• _Request_: Rewrite every line of the listing below as a numbered list, skipping any blank lines.

• _Given information_:
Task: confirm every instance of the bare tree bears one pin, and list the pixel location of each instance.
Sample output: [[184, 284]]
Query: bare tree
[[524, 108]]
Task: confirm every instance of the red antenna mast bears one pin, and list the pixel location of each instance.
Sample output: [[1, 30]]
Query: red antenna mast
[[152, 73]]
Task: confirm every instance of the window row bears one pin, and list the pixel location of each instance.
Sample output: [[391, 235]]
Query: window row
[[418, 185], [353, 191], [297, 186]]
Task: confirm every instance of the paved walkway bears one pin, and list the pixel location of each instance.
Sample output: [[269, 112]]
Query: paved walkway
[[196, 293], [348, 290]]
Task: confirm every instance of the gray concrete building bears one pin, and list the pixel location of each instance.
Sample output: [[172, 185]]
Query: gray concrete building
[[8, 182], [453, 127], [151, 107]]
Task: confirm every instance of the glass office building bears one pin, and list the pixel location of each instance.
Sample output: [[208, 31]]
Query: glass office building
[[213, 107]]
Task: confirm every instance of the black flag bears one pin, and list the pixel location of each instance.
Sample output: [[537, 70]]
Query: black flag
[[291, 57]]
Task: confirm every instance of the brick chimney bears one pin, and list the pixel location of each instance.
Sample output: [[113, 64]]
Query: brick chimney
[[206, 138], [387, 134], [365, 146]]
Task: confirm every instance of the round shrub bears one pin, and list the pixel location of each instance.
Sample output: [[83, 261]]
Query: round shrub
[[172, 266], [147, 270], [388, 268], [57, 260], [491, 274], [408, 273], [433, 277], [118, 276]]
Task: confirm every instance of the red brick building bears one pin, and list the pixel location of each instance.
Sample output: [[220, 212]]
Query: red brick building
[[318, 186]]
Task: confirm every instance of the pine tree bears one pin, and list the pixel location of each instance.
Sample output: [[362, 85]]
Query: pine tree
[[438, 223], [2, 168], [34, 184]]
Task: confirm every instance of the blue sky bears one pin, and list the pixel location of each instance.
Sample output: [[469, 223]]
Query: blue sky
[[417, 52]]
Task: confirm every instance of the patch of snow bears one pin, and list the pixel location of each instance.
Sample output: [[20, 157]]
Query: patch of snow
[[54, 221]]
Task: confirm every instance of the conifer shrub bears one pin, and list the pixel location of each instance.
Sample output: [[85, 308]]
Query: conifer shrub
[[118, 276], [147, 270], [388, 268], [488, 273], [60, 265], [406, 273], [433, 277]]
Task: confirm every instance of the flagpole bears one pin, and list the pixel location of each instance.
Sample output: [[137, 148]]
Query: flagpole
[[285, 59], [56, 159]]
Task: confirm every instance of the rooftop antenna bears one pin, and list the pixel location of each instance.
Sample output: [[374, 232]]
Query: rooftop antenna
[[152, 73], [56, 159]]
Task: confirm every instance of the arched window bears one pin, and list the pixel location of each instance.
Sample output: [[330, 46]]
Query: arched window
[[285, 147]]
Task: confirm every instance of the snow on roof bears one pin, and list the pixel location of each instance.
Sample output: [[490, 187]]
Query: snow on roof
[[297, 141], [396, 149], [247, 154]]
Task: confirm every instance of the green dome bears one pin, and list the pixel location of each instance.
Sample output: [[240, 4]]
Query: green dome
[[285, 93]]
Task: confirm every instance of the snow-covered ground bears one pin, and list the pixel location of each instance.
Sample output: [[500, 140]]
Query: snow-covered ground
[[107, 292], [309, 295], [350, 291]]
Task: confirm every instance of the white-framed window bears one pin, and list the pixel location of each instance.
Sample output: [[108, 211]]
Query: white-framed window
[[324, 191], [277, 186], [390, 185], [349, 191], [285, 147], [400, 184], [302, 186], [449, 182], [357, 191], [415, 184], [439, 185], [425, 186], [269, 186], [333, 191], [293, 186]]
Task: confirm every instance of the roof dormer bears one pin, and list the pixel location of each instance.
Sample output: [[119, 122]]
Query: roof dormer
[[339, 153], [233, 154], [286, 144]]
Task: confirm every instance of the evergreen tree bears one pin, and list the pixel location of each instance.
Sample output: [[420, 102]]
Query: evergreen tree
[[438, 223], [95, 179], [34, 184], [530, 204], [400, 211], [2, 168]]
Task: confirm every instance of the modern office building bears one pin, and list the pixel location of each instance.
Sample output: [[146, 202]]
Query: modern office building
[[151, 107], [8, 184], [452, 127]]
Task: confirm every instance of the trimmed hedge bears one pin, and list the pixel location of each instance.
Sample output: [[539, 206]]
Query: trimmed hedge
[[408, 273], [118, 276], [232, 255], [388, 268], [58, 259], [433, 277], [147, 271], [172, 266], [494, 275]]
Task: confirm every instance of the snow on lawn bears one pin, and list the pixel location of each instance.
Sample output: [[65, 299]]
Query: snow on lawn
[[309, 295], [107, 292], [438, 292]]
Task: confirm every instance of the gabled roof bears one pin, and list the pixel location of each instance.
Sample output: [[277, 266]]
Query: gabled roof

• _Response to this task_:
1. Task: confirm every instance of the bare tree bears one pin, and list the pixel location of each instance.
2. Sample output: [[184, 284]]
3. Query: bare tree
4. [[524, 108]]
5. Task: confirm every instance of the red antenna mast bears one pin, and list the pixel location of each instance.
6. Sample output: [[1, 30]]
7. Query: red antenna mast
8. [[152, 73]]
9. Task: confirm every instance of the window row bears one pin, and list the pixel location of each instance.
10. Sample output: [[391, 235]]
11. Query: window row
12. [[418, 185], [353, 191], [297, 186]]
13. Task: confirm every instance of the paved walkway bears one pin, and list the pixel location of each instance.
14. Sample output: [[269, 112]]
15. Query: paved walkway
16. [[196, 293], [348, 290]]
17. Task: confirm every instance of the gray concrete building bears one pin, and list the pixel location of each instance.
18. Sample output: [[172, 185]]
19. Query: gray concrete building
20. [[8, 182], [453, 127], [151, 107]]
21. Task: confirm every instance of the glass office building bears one pin, and list the pixel location of each instance.
22. Sample output: [[208, 31]]
23. Query: glass office building
24. [[213, 107]]
25. Task: confirm every instance of the black flag bears one pin, and list the pixel location of each instance.
26. Sample output: [[537, 70]]
27. Query: black flag
28. [[291, 57]]
29. Task: confirm every instance of the brick chimney bears one pin, and list the pixel location of each instance.
30. Sample output: [[113, 64]]
31. Query: brick chimney
32. [[206, 138], [387, 134], [365, 146]]
33. Task: confirm every instance of the round shrub bears one pin, and list the pixel location of each instance.
34. Sample output: [[83, 261]]
35. Query: round shrub
36. [[172, 266], [147, 270], [388, 268], [57, 260], [491, 274], [408, 273], [433, 277], [118, 276]]
37. Task: confirm every instance of the red brick building bears one pin, and list the pixel location of each instance.
38. Sample output: [[220, 212]]
39. Query: red brick building
40. [[318, 186]]
41. Task: confirm every instance of the pine tree bears one pin, and list the pixel location of each instance.
42. Sample output: [[362, 85]]
43. Query: pine tree
44. [[438, 223], [2, 168], [34, 184]]
45. Task: confirm every instance of the blue sky bears one pin, and list the pixel location of each instance.
46. Sample output: [[469, 223]]
47. Query: blue sky
48. [[417, 52]]
49. Task: confirm every instance of the patch of snow bears one pin, and list the pixel location of each instance.
50. Sample output: [[20, 157]]
51. Query: patch of snow
52. [[54, 221]]
53. Task: confirm every instance of the conifer shrub bears one pin, and list the pixel location of each instance.
54. Sample output: [[85, 308]]
55. Query: conifer shrub
56. [[118, 276], [147, 270], [388, 268], [488, 273], [60, 265], [406, 273], [433, 277]]
57. Task: confirm every instance of the flagpole bears one pin, and list the pixel location of each instance.
58. Sample output: [[137, 148]]
59. Query: flagpole
60. [[285, 59], [56, 159]]
61. Task: confirm every instance of the rooftop antenna bears one pin, and list the pixel location of each instance.
62. Sample output: [[374, 232]]
63. Query: rooftop antenna
64. [[152, 73], [56, 159]]
65. Task: confirm every instance of the arched window bears one pin, and list the pixel location of each instance.
66. Sample output: [[330, 46]]
67. Query: arched window
68. [[285, 147]]
69. Task: confirm every instance of the snow on roof bears one pin, and list the pixel location of each instance.
70. Sample output: [[490, 187]]
71. Query: snow on roof
72. [[297, 141], [396, 149], [247, 154]]
73. Task: confirm every instance of the green dome bears one pin, and list the pixel location of each instance.
74. Sample output: [[240, 4]]
75. Query: green dome
76. [[285, 93]]
77. Task: confirm every instance of the snow-covered ground bears one pin, and list the pixel location of each instance.
78. Sample output: [[500, 140]]
79. Query: snow-covered ground
80. [[107, 292], [309, 295], [350, 291]]
81. Task: confirm every instance of the white-framed window bears one pin, and list the pixel location of each instance.
82. Sample output: [[108, 211]]
83. Query: white-framed window
84. [[324, 191], [277, 186], [390, 185], [349, 191], [285, 147], [400, 184], [302, 186], [449, 182], [357, 191], [415, 184], [439, 185], [425, 186], [269, 186], [333, 191], [293, 186]]
85. Task: confirm every instance of the roof dormer bears one pin, and list the pixel location of each instance.
86. Sample output: [[119, 122]]
87. Query: roof dormer
88. [[339, 153], [233, 154], [286, 144]]
89. Task: confirm every instance of the evergreen tree bears one pin, and list the pixel location of each instance.
90. Sample output: [[420, 102]]
91. Query: evergreen tree
92. [[438, 223], [95, 179], [34, 184], [530, 204], [400, 211], [2, 168]]
93. Task: confirm every instance of the modern office building bears one pin, and list the pixel location of each instance.
94. Sample output: [[146, 202]]
95. Query: modern office building
96. [[151, 107], [8, 184], [452, 127]]
97. Task: confirm every instance of the trimmed hedge bears one pin, and list the pixel location of each instance.
98. Sample output: [[539, 206]]
99. Query: trimmed hedge
100. [[408, 273], [118, 276], [232, 255], [388, 268], [58, 259], [433, 277], [147, 271], [172, 266], [494, 275]]
101. Task: confirm every instance of the snow on lawn bears one pin, and list the pixel location of each instance.
102. Sample output: [[65, 299]]
103. Query: snow on lawn
104. [[309, 295], [107, 292], [438, 292]]
105. Task: confirm every instance of the gabled roof bears one pin, and list the pixel location of each instance.
106. Sample output: [[277, 266]]
107. Query: gabled roof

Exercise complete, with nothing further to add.